■ Task prompt ■
Reproduce the following data verbatim, preserving every line in its original order.

■ Task data ■
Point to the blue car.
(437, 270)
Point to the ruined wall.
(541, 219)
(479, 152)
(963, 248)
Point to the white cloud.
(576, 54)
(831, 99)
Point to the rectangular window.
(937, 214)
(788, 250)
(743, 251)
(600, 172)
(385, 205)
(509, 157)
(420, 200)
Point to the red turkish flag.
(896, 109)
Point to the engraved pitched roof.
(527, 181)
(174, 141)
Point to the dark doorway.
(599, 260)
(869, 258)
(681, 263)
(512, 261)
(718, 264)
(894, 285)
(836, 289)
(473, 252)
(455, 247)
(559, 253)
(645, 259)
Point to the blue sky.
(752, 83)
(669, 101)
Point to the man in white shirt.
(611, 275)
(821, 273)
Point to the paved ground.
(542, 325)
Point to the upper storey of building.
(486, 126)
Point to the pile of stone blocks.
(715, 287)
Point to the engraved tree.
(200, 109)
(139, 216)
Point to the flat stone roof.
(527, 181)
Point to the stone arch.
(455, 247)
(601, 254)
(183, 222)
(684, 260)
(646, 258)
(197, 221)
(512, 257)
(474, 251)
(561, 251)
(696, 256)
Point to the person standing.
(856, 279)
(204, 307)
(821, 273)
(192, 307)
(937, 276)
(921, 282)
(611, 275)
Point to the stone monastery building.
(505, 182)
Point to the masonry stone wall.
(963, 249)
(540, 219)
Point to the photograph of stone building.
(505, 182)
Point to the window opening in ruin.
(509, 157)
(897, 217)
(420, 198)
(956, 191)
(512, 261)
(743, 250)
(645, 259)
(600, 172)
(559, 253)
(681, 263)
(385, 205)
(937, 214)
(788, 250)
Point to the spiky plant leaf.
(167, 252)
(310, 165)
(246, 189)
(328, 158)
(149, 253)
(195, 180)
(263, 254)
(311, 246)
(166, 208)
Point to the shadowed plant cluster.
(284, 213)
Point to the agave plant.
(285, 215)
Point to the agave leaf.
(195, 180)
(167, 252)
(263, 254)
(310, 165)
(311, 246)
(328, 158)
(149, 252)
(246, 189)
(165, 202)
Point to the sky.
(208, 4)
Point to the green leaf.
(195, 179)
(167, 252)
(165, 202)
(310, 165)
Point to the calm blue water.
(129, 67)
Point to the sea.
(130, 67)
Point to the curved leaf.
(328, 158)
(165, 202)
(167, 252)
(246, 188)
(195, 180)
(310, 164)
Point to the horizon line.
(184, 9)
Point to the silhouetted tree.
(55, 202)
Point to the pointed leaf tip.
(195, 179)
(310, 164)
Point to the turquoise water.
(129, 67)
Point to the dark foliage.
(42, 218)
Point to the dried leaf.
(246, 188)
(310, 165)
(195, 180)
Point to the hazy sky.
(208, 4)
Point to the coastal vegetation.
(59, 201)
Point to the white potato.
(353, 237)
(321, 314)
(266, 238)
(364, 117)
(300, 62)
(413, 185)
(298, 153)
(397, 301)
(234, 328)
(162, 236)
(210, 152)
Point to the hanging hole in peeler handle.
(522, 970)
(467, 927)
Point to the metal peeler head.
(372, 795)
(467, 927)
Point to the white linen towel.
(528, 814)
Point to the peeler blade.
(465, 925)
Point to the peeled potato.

■ Output for this task ■
Point to the blue car.
(437, 270)
Point to the ruined wall.
(541, 219)
(479, 152)
(963, 248)
Point to the white cloud.
(576, 54)
(831, 99)
Point to the rectangular window.
(937, 214)
(788, 250)
(743, 251)
(600, 172)
(385, 205)
(509, 157)
(420, 200)
Point to the red turkish flag.
(896, 109)
Point to the engraved pitched roof.
(527, 181)
(174, 141)
Point to the dark doorway.
(599, 260)
(869, 258)
(681, 263)
(512, 261)
(718, 264)
(894, 285)
(836, 289)
(473, 252)
(455, 247)
(559, 253)
(645, 259)
Point to the blue sky.
(752, 83)
(669, 101)
Point to the man in white shirt.
(611, 275)
(821, 273)
Point to the paved ground.
(542, 325)
Point to the upper storey of building.
(486, 126)
Point to the pile of stone blocks.
(715, 287)
Point to the engraved tree.
(200, 109)
(139, 216)
Point to the flat stone roof.
(527, 181)
Point to the stone arch.
(455, 247)
(601, 254)
(183, 222)
(684, 260)
(646, 258)
(197, 221)
(512, 257)
(474, 251)
(561, 251)
(696, 256)
Point to the person standing.
(856, 279)
(204, 307)
(821, 273)
(192, 307)
(937, 276)
(921, 282)
(611, 275)
Point to the stone monastery building.
(505, 182)
Point to the masonry stone wall.
(963, 249)
(540, 219)
Point to the photograph of stone building.
(505, 182)
Point to the window opening in ruin.
(509, 157)
(897, 217)
(420, 198)
(956, 191)
(512, 261)
(743, 250)
(645, 259)
(600, 172)
(559, 253)
(681, 263)
(385, 205)
(937, 214)
(788, 250)
Point to the spiky plant leaf.
(167, 252)
(310, 165)
(246, 189)
(328, 158)
(149, 253)
(195, 180)
(263, 254)
(311, 246)
(166, 208)
Point to the shadowed plant cluster.
(284, 213)
Point to the agave plant.
(285, 215)
Point to the agave leaf.
(195, 180)
(167, 252)
(263, 254)
(310, 165)
(311, 246)
(328, 158)
(149, 252)
(246, 189)
(165, 202)
Point to the sky.
(208, 4)
Point to the green leaf.
(195, 179)
(167, 252)
(165, 202)
(310, 165)
Point to the calm blue water.
(129, 67)
Point to the sea.
(130, 67)
Point to the curved leaf.
(328, 158)
(165, 202)
(167, 252)
(246, 188)
(195, 180)
(310, 164)
Point to the horizon line.
(184, 9)
Point to the silhouetted tree.
(55, 202)
Point to the pointed leaf tip.
(195, 179)
(310, 164)
Point to the turquoise water.
(129, 67)
Point to the dark foliage.
(42, 218)
Point to the dried leaf.
(246, 188)
(310, 165)
(195, 180)
Point to the hazy sky.
(208, 4)
Point to the coastal vegetation.
(59, 201)
Point to the white potato.
(353, 237)
(321, 314)
(266, 238)
(364, 117)
(300, 62)
(413, 185)
(298, 153)
(397, 301)
(234, 328)
(162, 236)
(210, 152)
Point to the hanging hole in peeler handle.
(522, 970)
(467, 927)
Point to the metal peeler head.
(372, 795)
(467, 927)
Point to the white linen towel.
(528, 814)
Point to the peeler blade.
(465, 925)
Point to the peeled potato.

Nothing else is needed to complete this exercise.